### ABOUT THIS TASK
Find the line with "Query: green directional sign" in the entries below. Repeat it, every following line, and the line with "In this picture, where can the signpost", exactly and with nothing added.
○ ○ ○ ○
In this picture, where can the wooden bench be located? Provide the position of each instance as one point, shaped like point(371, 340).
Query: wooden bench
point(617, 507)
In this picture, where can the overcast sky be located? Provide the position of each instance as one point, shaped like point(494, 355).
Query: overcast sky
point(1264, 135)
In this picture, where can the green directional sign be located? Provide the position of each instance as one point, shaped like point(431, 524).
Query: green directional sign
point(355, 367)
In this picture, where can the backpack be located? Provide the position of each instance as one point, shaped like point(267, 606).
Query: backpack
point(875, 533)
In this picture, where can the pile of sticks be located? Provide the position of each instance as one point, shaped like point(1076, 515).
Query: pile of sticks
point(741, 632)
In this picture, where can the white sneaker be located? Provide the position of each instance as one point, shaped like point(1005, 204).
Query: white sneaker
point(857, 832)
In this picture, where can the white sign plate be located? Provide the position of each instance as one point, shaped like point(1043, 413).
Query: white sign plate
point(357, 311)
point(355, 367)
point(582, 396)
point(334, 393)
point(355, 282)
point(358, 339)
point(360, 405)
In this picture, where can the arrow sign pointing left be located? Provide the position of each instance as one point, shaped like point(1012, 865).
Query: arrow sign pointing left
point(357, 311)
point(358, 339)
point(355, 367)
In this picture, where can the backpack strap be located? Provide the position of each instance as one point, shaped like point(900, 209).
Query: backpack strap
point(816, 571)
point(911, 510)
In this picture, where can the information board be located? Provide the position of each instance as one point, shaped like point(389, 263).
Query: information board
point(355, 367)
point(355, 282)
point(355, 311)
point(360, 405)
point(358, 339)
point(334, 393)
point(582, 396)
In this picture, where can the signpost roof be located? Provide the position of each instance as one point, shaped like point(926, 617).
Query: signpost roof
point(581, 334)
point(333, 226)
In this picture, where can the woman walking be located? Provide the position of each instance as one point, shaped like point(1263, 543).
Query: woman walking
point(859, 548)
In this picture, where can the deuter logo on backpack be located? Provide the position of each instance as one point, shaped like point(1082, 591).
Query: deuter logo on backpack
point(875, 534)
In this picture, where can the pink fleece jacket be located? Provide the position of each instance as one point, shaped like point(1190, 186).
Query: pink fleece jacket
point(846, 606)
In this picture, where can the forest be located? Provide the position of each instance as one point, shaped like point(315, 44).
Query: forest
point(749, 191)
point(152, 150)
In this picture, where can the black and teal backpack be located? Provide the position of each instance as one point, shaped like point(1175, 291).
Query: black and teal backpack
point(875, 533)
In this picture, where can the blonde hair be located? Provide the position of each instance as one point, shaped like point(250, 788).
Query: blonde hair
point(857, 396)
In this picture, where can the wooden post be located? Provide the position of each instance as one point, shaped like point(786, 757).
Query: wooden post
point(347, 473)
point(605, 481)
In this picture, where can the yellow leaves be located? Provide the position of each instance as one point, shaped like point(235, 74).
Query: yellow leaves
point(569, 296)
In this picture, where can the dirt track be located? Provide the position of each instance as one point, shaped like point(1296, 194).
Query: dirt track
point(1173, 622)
○ ○ ○ ○
### TASK SOLUTION
Query: green directional sign
point(355, 367)
In this picture, where can the backpack be located? Provide the position of each instance as one point, shaped like point(267, 606).
Query: backpack
point(875, 533)
In this picture, where can the pile of sticks be located? Provide the position of each instance as one point, shaped like point(1076, 515).
Query: pile of sticks
point(741, 632)
In this picture, where can the white sneaker be located? Provide the position of each instance as one point, shaped like point(1005, 204).
Query: white sneaker
point(857, 832)
In this picture, where can the white sign plate be located? Provide the position of each instance as one point, shaped like point(1043, 413).
Query: white sign plate
point(357, 311)
point(355, 367)
point(582, 396)
point(334, 393)
point(355, 282)
point(358, 339)
point(360, 405)
In this picture, where can the arrow sign pointing left be located? Provide the position of each instance as one point, shaped like point(1012, 865).
Query: arrow sign pointing left
point(357, 311)
point(358, 339)
point(355, 367)
In this picture, where can the backpack strap be located? Provide the position of each instance as one point, shaped like point(900, 209).
Query: backpack strap
point(816, 571)
point(911, 510)
In this picture, where can the information board be located? Provide the position of each instance as one point, shaped like point(389, 263).
Query: information board
point(355, 367)
point(355, 282)
point(355, 311)
point(360, 405)
point(358, 339)
point(334, 393)
point(582, 396)
In this picture, where can the signpost roof be located? Provide the position of each instance as one point, shaped like point(926, 617).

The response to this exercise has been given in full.